(Dataset records on object locations)

* Start *

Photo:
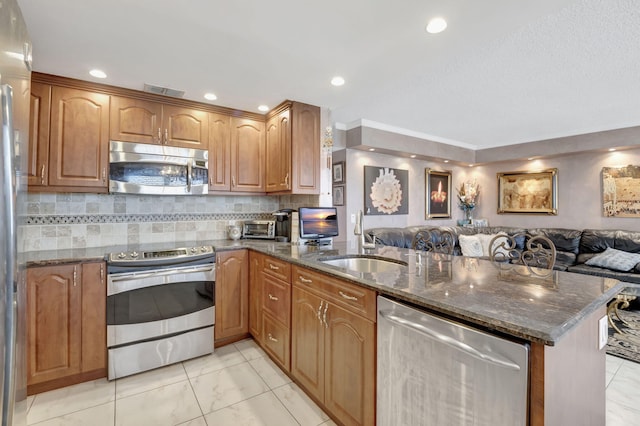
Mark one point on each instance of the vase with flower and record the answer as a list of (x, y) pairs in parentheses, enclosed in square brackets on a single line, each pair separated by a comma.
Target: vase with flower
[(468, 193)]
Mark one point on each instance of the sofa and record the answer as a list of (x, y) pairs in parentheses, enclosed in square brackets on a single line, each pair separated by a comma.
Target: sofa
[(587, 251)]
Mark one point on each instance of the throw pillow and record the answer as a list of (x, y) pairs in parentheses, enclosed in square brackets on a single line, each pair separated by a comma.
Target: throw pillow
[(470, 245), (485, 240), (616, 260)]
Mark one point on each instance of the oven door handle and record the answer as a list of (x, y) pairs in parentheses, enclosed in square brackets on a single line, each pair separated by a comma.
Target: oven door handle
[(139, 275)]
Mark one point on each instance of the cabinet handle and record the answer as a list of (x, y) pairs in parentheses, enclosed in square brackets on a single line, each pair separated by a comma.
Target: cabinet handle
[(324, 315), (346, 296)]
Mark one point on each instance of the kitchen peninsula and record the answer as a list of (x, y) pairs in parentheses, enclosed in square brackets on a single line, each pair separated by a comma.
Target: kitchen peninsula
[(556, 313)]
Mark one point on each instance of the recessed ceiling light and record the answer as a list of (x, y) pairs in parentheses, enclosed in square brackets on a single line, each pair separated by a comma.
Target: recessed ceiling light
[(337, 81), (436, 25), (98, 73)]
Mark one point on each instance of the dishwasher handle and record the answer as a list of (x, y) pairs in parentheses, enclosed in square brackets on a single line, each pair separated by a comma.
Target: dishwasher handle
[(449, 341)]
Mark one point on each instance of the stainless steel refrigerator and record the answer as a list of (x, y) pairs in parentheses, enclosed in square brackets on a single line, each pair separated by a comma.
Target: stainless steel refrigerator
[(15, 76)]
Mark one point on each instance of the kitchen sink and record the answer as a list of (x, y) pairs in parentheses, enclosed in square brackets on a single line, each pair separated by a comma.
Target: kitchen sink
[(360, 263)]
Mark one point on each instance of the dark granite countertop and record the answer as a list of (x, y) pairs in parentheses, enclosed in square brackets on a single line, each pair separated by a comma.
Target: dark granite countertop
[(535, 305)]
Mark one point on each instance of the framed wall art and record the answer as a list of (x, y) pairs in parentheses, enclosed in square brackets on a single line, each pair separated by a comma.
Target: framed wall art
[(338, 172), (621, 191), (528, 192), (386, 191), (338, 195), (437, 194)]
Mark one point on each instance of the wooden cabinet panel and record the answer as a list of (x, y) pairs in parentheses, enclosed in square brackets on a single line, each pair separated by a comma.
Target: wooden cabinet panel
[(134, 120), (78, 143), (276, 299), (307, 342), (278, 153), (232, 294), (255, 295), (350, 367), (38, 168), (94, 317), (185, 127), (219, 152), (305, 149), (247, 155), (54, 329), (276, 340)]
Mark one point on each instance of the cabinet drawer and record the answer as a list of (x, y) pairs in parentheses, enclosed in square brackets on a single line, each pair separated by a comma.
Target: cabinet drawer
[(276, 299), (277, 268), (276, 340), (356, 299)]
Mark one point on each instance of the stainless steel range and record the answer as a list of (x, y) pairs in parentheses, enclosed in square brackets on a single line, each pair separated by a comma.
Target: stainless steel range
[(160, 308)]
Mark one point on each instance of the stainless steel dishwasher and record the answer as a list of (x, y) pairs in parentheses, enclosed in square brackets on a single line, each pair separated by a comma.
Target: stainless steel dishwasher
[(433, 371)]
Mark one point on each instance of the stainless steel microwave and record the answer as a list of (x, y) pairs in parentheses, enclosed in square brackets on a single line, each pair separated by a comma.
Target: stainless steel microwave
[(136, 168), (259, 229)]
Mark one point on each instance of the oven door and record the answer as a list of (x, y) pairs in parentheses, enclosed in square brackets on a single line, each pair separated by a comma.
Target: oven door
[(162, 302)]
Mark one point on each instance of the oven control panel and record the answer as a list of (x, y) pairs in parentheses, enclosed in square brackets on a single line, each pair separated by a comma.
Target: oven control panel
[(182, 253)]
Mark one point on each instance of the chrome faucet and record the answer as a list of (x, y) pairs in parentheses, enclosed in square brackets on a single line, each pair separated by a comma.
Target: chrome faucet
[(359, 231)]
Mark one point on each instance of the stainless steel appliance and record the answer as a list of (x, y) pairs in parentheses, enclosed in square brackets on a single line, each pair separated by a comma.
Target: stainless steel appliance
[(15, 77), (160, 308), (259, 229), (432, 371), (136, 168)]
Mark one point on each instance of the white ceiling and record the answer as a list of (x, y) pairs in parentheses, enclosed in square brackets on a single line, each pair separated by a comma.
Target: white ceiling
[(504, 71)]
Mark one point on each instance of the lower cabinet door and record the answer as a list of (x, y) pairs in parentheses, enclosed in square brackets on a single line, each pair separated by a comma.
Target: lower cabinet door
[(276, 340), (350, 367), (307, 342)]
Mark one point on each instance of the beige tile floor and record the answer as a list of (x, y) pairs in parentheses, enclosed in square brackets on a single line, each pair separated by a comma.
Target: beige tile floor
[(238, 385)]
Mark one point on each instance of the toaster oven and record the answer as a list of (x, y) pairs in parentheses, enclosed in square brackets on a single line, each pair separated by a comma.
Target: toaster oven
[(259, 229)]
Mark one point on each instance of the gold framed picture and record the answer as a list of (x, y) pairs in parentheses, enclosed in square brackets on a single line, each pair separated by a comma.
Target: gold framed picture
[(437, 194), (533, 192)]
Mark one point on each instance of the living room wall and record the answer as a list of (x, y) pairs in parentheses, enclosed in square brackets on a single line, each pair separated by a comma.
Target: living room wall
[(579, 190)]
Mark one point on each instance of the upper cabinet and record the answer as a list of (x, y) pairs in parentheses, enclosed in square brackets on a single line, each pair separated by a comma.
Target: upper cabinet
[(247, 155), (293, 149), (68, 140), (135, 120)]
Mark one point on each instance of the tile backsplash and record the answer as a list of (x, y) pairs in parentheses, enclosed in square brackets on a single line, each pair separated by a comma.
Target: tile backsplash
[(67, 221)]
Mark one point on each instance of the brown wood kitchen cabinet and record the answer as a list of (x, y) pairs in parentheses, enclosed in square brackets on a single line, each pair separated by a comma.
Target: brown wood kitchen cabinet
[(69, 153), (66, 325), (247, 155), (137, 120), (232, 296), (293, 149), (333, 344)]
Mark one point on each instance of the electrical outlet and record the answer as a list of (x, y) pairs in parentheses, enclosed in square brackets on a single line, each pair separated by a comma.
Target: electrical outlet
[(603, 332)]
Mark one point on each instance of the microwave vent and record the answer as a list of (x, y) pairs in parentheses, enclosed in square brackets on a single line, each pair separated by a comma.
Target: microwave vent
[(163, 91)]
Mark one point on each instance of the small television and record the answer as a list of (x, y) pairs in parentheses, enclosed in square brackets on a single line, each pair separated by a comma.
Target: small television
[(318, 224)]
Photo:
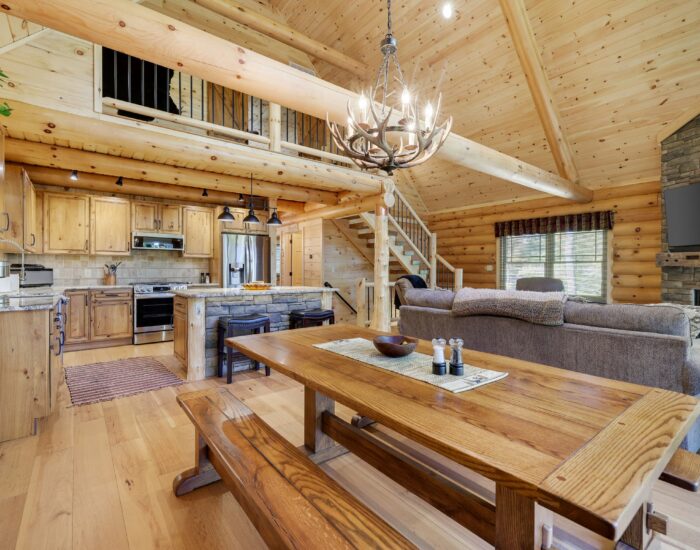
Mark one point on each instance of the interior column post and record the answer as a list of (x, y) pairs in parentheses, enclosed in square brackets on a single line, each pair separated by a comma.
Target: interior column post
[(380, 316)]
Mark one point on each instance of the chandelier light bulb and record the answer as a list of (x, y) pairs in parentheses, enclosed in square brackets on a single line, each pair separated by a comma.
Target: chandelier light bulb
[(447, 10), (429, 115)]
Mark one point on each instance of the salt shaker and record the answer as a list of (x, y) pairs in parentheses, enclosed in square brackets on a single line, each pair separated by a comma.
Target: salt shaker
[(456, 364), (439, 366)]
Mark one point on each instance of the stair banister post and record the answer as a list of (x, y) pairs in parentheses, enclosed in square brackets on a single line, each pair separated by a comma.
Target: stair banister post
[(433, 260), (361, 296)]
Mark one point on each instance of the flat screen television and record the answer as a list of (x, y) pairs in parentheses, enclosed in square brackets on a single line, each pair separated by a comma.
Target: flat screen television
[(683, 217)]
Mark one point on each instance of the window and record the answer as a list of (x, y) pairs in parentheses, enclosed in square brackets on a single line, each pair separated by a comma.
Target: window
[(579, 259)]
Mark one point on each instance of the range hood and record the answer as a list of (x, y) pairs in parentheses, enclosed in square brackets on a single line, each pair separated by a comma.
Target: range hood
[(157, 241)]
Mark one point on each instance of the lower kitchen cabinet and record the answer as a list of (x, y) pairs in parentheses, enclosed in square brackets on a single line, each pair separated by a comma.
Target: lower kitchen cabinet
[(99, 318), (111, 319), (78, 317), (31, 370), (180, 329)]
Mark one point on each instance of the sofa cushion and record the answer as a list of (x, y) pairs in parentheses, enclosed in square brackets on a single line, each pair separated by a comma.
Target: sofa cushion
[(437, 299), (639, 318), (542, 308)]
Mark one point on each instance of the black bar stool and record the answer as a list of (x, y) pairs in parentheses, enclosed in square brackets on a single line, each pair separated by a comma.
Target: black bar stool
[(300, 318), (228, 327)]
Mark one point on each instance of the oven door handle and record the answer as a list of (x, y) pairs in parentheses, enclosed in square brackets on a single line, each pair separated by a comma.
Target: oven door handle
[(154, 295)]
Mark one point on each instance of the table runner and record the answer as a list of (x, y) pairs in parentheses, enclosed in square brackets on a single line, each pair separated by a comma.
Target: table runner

* End *

(WHAT YOU WILL DO):
Reproduce the records word for word, starting at the beginning of the records and ending at the line that contains "[(468, 193)]". Leave the pictures out of your answer.

(EXPECTED ANSWER):
Photo:
Mark one point on each instance of the vase with flower and record the answer as a list of (x, y) pairs in parentheses, enclosed in square brackets on a single line, each pair separated by a comma.
Target: vase with flower
[(468, 193)]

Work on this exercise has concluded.